Count how many lines of the listing below contain the string "slab", treating uppercase and lowercase letters as distinct, and reply with the number alone.

** start of Records provided **

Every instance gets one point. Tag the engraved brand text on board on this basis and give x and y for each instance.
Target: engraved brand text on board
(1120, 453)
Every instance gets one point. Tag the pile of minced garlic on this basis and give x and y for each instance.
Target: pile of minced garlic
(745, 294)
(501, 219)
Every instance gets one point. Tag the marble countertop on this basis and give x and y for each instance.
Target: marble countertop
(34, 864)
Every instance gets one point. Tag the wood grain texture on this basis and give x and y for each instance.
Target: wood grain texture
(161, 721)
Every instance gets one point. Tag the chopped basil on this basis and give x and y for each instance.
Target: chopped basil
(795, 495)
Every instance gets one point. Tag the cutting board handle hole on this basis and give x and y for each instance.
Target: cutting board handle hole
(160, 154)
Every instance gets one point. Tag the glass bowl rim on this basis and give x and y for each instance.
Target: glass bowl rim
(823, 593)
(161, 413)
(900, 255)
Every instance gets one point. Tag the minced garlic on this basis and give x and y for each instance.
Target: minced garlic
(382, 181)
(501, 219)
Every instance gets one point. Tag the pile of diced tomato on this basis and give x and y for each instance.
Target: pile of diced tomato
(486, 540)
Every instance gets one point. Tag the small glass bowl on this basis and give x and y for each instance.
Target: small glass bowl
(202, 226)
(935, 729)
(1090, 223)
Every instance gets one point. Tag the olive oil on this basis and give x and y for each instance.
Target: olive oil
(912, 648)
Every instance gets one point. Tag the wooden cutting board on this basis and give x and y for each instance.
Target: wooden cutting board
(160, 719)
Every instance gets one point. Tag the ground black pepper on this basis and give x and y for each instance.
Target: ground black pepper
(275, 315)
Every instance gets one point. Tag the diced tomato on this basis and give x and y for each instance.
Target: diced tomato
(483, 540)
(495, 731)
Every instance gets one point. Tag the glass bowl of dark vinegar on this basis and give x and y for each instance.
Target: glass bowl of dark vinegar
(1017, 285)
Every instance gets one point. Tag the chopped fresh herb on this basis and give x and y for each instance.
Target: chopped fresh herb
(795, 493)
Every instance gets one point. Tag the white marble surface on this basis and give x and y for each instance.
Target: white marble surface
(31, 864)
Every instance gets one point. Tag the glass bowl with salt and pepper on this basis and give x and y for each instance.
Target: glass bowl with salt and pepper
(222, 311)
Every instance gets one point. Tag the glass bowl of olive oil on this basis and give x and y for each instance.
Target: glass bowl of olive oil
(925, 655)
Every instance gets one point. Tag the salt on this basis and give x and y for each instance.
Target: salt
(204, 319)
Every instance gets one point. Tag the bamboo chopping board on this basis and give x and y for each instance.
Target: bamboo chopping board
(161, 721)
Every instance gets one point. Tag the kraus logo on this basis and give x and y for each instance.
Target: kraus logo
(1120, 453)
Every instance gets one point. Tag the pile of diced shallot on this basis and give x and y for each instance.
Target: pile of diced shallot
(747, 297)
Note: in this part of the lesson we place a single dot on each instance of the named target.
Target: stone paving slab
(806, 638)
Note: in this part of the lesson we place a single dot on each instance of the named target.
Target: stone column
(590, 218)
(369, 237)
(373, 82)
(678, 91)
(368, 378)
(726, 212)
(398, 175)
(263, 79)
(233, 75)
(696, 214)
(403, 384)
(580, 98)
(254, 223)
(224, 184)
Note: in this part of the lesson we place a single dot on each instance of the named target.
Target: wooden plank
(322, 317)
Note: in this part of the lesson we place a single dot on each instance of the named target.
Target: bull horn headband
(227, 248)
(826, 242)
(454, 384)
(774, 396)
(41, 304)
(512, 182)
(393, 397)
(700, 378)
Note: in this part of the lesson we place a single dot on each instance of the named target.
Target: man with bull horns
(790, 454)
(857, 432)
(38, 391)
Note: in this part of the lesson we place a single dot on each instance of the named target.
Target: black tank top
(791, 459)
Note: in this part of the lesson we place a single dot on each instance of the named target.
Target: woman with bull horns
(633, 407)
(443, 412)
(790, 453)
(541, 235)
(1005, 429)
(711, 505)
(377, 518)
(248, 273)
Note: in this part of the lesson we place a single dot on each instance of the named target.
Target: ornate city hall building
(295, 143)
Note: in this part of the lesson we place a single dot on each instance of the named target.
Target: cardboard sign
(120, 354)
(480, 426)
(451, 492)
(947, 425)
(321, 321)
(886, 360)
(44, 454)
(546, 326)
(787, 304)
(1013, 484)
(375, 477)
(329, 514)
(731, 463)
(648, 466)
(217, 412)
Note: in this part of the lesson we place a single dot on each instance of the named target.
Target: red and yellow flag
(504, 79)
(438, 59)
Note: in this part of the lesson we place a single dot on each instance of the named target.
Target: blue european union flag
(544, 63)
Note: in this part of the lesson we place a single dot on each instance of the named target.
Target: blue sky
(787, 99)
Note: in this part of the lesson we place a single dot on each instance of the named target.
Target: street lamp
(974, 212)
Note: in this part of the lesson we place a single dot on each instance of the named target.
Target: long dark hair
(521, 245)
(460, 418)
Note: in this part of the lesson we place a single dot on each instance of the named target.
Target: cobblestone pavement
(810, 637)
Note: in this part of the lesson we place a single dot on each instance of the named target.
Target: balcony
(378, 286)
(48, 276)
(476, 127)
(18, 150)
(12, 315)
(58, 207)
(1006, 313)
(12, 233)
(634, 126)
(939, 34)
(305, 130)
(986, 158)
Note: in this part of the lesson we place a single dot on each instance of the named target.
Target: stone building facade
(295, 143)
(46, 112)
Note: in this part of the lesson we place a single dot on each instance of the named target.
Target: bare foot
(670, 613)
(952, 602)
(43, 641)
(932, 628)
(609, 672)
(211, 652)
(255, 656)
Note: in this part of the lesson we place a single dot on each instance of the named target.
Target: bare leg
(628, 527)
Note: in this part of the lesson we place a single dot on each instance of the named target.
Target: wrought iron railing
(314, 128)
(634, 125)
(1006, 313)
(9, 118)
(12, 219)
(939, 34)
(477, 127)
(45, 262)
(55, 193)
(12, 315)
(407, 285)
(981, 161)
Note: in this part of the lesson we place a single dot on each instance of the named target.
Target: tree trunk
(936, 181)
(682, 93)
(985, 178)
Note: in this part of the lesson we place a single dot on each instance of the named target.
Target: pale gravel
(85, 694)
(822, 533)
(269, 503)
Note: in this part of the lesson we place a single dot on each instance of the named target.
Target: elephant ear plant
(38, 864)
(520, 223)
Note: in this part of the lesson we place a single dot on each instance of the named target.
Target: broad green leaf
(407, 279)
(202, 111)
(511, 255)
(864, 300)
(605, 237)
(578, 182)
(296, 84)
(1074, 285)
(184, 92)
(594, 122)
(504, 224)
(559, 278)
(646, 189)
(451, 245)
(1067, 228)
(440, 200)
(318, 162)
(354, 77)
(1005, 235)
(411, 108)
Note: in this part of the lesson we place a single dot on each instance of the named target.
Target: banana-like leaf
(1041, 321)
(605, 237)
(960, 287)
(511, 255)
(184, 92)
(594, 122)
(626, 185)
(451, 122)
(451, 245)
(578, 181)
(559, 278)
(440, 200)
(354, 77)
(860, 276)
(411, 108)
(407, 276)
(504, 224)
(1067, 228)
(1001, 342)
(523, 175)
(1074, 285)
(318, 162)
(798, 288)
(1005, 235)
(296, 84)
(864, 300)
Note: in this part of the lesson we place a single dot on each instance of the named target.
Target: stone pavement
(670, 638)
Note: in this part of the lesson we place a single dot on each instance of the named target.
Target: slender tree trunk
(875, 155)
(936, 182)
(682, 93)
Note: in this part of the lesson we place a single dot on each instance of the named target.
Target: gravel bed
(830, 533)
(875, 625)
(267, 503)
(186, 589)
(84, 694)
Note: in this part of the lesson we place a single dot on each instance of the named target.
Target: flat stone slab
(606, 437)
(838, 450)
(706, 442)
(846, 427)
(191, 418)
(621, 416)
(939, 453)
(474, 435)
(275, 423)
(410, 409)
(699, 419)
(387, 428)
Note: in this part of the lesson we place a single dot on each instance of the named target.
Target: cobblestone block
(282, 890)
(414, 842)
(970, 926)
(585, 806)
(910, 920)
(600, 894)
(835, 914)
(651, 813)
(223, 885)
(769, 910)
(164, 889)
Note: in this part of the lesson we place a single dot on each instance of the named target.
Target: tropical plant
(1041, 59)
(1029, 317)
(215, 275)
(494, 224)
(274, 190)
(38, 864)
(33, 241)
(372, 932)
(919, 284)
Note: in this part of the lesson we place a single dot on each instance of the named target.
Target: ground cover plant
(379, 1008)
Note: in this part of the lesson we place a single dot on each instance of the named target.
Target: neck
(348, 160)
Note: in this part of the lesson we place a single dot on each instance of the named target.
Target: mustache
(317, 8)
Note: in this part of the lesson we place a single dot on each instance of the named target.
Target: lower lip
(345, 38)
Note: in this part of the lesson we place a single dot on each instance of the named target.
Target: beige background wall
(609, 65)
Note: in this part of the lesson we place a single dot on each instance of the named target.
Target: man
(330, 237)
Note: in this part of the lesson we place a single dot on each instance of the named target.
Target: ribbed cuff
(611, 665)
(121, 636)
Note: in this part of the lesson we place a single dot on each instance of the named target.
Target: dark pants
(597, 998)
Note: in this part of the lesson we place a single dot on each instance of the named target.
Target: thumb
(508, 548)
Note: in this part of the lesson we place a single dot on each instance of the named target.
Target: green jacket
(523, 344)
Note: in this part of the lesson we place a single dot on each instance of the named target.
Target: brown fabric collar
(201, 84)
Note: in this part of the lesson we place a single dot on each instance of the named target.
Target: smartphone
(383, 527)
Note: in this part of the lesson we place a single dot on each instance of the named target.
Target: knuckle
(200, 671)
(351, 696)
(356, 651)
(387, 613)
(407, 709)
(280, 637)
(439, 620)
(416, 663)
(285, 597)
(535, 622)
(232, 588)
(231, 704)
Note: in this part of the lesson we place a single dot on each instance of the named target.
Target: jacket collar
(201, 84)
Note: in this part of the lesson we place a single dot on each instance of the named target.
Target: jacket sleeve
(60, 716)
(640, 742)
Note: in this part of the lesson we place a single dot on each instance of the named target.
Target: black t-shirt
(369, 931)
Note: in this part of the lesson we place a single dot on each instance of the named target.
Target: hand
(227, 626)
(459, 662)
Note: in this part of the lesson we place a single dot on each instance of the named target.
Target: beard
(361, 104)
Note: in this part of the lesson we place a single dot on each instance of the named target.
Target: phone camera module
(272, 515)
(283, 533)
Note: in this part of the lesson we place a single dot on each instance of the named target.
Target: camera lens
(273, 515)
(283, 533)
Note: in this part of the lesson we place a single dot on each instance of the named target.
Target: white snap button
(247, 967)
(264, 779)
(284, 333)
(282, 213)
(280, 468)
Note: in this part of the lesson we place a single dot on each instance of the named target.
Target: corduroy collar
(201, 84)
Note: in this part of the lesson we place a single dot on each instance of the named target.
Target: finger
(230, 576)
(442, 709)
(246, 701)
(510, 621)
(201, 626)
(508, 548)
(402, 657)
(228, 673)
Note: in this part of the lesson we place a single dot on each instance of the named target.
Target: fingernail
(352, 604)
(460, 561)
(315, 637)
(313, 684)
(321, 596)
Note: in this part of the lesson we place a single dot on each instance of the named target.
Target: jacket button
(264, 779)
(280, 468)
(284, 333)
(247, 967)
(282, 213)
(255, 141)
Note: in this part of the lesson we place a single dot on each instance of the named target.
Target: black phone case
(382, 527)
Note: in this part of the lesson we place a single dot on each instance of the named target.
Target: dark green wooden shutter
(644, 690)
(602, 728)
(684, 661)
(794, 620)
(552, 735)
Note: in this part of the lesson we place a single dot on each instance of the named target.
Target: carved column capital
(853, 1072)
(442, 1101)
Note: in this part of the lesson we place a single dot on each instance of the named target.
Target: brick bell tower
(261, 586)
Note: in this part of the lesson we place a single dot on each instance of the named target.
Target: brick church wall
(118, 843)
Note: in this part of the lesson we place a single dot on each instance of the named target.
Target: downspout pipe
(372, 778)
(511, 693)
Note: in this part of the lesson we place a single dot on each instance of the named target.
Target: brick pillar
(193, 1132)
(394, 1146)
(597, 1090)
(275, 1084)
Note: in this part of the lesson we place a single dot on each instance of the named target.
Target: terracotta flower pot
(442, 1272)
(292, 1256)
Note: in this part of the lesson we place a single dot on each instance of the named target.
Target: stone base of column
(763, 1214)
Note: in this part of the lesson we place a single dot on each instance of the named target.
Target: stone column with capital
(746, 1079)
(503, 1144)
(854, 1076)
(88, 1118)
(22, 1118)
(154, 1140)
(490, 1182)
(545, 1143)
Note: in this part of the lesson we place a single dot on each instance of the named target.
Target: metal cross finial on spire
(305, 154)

** end of Records provided **

### Exercise answer
2